*Task to carry out*
Once you have read the listing, print all of it word for word.

*Data for processing*
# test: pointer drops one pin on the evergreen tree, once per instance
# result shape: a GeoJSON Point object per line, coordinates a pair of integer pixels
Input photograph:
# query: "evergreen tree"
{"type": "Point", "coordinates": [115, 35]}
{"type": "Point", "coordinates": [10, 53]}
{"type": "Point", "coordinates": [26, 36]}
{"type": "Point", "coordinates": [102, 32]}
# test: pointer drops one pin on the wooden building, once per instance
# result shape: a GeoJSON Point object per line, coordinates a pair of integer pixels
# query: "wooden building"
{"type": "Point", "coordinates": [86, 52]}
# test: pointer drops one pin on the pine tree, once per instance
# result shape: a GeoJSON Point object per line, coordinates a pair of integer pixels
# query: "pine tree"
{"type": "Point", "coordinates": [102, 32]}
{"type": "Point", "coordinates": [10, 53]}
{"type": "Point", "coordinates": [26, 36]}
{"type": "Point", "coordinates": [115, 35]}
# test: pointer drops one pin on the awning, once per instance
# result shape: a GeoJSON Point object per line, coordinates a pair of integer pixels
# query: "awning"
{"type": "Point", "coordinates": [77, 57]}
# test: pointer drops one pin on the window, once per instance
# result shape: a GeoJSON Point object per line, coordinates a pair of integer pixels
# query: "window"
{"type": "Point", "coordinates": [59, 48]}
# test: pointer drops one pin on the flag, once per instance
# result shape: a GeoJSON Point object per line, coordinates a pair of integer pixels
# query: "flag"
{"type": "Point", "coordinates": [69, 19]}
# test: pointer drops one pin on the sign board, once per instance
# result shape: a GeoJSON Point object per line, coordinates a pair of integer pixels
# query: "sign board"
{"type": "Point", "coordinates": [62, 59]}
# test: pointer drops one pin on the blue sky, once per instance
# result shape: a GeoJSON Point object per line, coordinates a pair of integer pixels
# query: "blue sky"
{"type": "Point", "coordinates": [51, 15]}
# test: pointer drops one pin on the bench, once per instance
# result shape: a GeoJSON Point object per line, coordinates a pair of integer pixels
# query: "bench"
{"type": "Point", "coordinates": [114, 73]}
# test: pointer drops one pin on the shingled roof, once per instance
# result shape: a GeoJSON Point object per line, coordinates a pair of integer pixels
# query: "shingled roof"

*Solution*
# test: pointer drops one pin on the evergreen tree, once per instance
# result shape: a GeoJSON Point object per line, coordinates a pair of integer pixels
Input photograph:
# query: "evergreen tree"
{"type": "Point", "coordinates": [115, 35]}
{"type": "Point", "coordinates": [10, 53]}
{"type": "Point", "coordinates": [26, 36]}
{"type": "Point", "coordinates": [102, 32]}
# test: pointer drops one pin on the wooden building, once per instance
# result shape: a GeoJSON Point object per line, coordinates a pair of integer pixels
# query: "wooden building"
{"type": "Point", "coordinates": [86, 52]}
# test: pointer drops one pin on the pine tree, once per instance
# result shape: a GeoJSON Point object per line, coordinates a pair of integer pixels
# query: "pine tree"
{"type": "Point", "coordinates": [102, 32]}
{"type": "Point", "coordinates": [10, 53]}
{"type": "Point", "coordinates": [26, 36]}
{"type": "Point", "coordinates": [115, 35]}
# test: pointer drops one pin on the awning, once per instance
# result shape: a GeoJSON Point object per line, coordinates a pair of integer pixels
# query: "awning"
{"type": "Point", "coordinates": [77, 57]}
# test: pointer drops one pin on the window, once per instance
# result shape: a GeoJSON Point object per line, coordinates a pair of integer pixels
# query: "window"
{"type": "Point", "coordinates": [59, 48]}
# test: pointer drops one pin on the flag, once per instance
# result shape: a GeoJSON Point object per line, coordinates a pair of integer pixels
# query: "flag"
{"type": "Point", "coordinates": [69, 19]}
# test: pointer drops one pin on the sign board, once per instance
# result shape: a GeoJSON Point object per line, coordinates a pair of integer pixels
# query: "sign board"
{"type": "Point", "coordinates": [62, 59]}
# test: pointer drops one pin on the blue sky, once per instance
# result shape: a GeoJSON Point object per line, coordinates a pair of integer pixels
# query: "blue sky"
{"type": "Point", "coordinates": [51, 15]}
# test: pointer drops one pin on the bench, once per instance
# result shape: a GeoJSON Point object per line, coordinates a pair of integer pixels
# query: "bench"
{"type": "Point", "coordinates": [114, 73]}
# test: pointer drops one pin on the shingled roof, once per instance
# result shape: a GeoJSON Point object per line, coordinates a pair of integer pixels
# query: "shingled roof"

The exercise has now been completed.